● Extract

NPTF will seal without dope or tape.


----------



## ropedrag (Mar 6, 2022)

NYC CNC has great youtube content for thread milling and yes NPT as well. Watched their video and went to work, nailed 10 1/4 NPT in one
part no issues. It's black arts!


----------



## koenbro (Apr 14, 2022)

Thank you for the recommendation to the videos by NYC CNC. I followed their method of making a conical bore and then tapping it and it works great. Still used Teflon tape and have no perceptible air leak. 












Sent from my iPhone using Tapatalk Pro


----------



## Winegrower (Apr 14, 2022)

Just FYI, I have been making some 1/4” npt brass parts for a high vacuum system…the female threads are very easy to make with a tap, I use a YG1 nptf tap and it’s very impressive.   For the male fitting threads I use the Geometric Die Head with 1/4” npt chasers.   I leave a  stub about 0.7“ long and 0.54” diameter and the Geometric chasers cut a beautiful male thread.  The tap does a similar job on the female.


----------



## FOMOGO (Apr 14, 2022)

Pipe dope really acts more like a lubricant on pipe threads to allow proper tightening. It does have some sealing component, but pipe threads are designed as a metal to metal seal. Have run thousands of black pipe connections. Mike


----------



## Firebrick43 (Apr 14, 2022)

● What you will do
(a) In the pipe thread discussion, what brand and type of tap does Winegrower use for the female threads?
(b) Please write the next part of the pipe thread discussion.
The lines are not needed for anything here.

● Stored records
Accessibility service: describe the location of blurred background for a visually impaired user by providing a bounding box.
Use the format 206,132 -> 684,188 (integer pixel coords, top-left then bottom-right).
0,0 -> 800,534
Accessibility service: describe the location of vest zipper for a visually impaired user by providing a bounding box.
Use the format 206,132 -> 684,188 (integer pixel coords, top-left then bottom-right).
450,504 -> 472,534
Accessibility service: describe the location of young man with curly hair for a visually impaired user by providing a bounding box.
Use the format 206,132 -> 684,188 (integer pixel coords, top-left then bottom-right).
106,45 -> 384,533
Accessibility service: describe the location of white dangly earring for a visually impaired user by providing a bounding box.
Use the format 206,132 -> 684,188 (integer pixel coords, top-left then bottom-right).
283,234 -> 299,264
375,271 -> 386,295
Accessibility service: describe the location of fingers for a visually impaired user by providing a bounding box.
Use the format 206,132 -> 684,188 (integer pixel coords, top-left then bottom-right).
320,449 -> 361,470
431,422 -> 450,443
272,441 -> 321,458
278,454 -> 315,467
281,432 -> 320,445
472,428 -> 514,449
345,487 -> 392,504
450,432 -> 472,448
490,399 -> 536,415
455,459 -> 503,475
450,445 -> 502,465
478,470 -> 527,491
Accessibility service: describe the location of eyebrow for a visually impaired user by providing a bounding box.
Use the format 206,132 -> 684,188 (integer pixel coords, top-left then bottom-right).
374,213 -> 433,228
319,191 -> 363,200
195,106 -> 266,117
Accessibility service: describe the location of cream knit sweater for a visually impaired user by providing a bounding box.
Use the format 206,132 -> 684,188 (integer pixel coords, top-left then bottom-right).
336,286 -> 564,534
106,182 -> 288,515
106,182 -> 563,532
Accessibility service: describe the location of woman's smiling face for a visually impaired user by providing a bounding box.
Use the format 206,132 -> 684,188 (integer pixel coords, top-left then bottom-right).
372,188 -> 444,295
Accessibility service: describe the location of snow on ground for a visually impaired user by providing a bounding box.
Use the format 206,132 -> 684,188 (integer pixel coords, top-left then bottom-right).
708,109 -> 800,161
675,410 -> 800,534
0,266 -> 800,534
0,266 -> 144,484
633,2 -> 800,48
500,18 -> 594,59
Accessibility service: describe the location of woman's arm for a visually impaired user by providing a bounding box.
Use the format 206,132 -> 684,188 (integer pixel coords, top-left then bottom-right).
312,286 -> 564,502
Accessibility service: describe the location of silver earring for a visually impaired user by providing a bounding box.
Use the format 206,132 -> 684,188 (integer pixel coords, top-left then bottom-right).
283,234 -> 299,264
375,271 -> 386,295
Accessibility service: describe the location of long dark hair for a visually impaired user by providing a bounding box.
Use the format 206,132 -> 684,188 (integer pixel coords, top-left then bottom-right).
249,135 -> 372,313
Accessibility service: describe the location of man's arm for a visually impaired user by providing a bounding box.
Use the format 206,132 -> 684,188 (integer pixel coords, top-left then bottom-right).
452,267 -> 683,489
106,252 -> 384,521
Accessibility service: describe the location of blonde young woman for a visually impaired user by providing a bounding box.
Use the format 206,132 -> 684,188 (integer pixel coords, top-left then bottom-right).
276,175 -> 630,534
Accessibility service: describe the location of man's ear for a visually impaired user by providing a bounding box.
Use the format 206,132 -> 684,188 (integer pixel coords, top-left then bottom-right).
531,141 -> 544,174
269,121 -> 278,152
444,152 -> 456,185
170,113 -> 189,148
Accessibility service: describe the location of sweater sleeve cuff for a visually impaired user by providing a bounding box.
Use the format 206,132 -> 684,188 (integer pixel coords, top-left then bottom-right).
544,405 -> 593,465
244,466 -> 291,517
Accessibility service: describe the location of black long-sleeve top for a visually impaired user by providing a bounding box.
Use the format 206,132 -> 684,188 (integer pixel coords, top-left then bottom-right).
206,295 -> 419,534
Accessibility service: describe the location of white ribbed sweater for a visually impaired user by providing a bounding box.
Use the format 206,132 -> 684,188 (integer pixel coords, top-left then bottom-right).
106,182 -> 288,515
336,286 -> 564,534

● Answers for the tasks
(a) A YG1 NPTF tap.

(b)
FOMOGO said:


> Pipe dope really acts more like a lubricant on pipe threads to allow proper tightening. It does have some sealing component, but pipe threads are designed as a metal to metal seal. Have run thousands of black pipe connections. Mike


I concur.  Teflon tape is the same, more of a lubricant to prevent galling and get the thread to tighten up enough.  Only a very small amount is used to block the leak path.  See a rehash on the old hemp string/paste idea with locktite 55


----------



## AlanB (Apr 14, 2022)

There are many sources of engineering data on tapered threads that indicate NPT threads do not inherently seal while NPTF threads do seal mechanically, the design is slightly different. NPT threads require sealant to avoid leakage while NPTF do not. I know I've had cases where making things tighter did not stop leaks while reassembly with sealant did.


----------



## Jackle1312 (Apr 14, 2022)

You can also wrap a string around the threads then apply some sealant. The string compresses as the fitting is installed and helps seal.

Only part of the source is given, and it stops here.